PASSAGE GIVEN
********

I looked at a couple that had a cup shaped blade a bit like a ring cutter (e.g. http://www.willyvanhoutte.be/en/catalog/show_cat/446) and at other designs which used simple scraper tool like some hollowing systems (e.g. http://www.laymar-crafts.co.uk/tip48.htm) - but the one I have has a bowl gouge-like cutter mounted at about 45 degrees. It seemed to produce a better surface. I made some balls out of (American?) tulipwood and it still generated a lot of tearout but those sanded OK. Some beech balls worked out better, and I made a nicely smooth walnut ball that needed very little sanding. Maybe well set up in the right hands a simple scraper-cutter will work ... Holtzapffel illustrates ivory billiard balls being made that way ... but I'd try to make a ball by hand using gouges rather than a scraper, and all of the instructions on making them talk of such tools as well ... so to me it makes sense for a jig to try to work like that too.

Maybe an expert who know what they are talking about will join this thread?


----------



## wizer (1 Mar 2010)

There's the rub Toby. I think, this being not 'proper' turning, it's going to be looked upon with some disdain from accomplished turners. My intention is to produce a volume of balls between 4-12". Those sizes are not set in stone, 10" will probably be ok.

I think the key is making the tool post as 'versatile' as possible. If/when I have one made, I'll try to make it so I can buy 'off the shelf' tooling. To me, that's the hardest part.


----------



## Bodrighy (1 Mar 2010)

********

[Data items]
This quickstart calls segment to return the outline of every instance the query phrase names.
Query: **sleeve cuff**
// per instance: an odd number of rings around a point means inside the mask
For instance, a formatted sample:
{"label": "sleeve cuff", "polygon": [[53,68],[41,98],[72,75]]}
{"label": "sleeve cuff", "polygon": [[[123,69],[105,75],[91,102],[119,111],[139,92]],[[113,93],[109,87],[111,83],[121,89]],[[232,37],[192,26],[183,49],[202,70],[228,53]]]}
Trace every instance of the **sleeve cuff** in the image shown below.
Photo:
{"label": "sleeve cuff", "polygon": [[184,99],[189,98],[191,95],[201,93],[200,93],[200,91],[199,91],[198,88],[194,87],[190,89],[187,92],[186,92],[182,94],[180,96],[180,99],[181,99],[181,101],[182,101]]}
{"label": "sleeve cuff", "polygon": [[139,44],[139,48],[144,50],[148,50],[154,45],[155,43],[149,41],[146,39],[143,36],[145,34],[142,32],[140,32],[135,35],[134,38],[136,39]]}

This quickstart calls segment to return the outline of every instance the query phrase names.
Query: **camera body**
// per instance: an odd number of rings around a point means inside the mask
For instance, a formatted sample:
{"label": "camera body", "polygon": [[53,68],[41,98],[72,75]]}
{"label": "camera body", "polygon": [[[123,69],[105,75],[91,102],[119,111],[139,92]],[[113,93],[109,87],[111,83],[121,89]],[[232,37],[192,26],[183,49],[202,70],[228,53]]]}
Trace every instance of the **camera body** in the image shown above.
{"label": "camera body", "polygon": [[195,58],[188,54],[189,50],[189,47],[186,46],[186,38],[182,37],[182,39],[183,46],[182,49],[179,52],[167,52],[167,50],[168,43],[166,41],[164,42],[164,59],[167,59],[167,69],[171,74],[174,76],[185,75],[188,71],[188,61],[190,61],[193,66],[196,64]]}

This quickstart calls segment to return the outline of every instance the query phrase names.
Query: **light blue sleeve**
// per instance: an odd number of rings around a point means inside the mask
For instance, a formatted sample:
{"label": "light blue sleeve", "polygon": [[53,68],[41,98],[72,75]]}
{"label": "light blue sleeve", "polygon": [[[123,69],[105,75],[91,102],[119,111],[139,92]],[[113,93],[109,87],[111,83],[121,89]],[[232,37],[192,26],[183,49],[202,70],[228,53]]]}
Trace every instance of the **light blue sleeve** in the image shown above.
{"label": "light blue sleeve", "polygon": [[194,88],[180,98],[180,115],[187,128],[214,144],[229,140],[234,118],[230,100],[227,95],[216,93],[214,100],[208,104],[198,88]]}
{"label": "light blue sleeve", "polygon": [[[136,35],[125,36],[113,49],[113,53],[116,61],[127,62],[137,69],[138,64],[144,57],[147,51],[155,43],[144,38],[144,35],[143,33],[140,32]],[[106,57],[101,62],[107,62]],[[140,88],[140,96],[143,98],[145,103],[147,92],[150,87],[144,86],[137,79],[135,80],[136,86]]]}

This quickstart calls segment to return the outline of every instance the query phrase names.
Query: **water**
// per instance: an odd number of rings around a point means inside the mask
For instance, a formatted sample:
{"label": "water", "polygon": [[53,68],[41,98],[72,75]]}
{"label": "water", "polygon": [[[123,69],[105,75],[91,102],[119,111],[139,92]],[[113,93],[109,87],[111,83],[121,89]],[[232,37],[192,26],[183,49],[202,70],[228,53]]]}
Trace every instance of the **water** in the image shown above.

********

WHAT YOU HAVE TO DO
Write the next part of the forum thread above about jigs for turning wooden balls, picking up from the point where it stops.

EXPECTED OUTPUT
The right way to turn balls is the way that suits you best. There is no right and wrong way in turning, just a safe and unsafe way. If you need that many and you have difficulty turning them by hand (as do many 'accomplished' turners I suspect) then use a jig. 

Pete


----------



## TheTiddles (1 Mar 2010)

I'm intending to make a ball turning attachement soon, though it's for up to about 2" diameter which is not really in Whizzers realm and intended to make handle ends etc... not balls in the entirety. The thing that gets me, is how do you hold the ball to do the other end of it given that you have to keep the centre absolutely dead on?

Aidan


----------



## wizer (1 Mar 2010)

With these jigs you hold from both ends. I'm not entirely sure how you take off the tenons, but I assume a pair of cup chucks to hold them whilst you finish it off. The only problem is you would need to turn multiple sized cup chucks if the balls were of differing sizes. For my purpose, I don't need them to be perfectly spherical. Near will do.


----------



## BMac (1 Mar 2010)

If 'near enough' will do a very cheap method that I use is a cardboard template, a bowl gouge and 80 grit sandpaper. You'd be surprised at how good a job you'd do. As for the tenons, I just slice them off and finish sanding them off on a pad on the lathe.

Brendan


----------



## wizer (1 Mar 2010)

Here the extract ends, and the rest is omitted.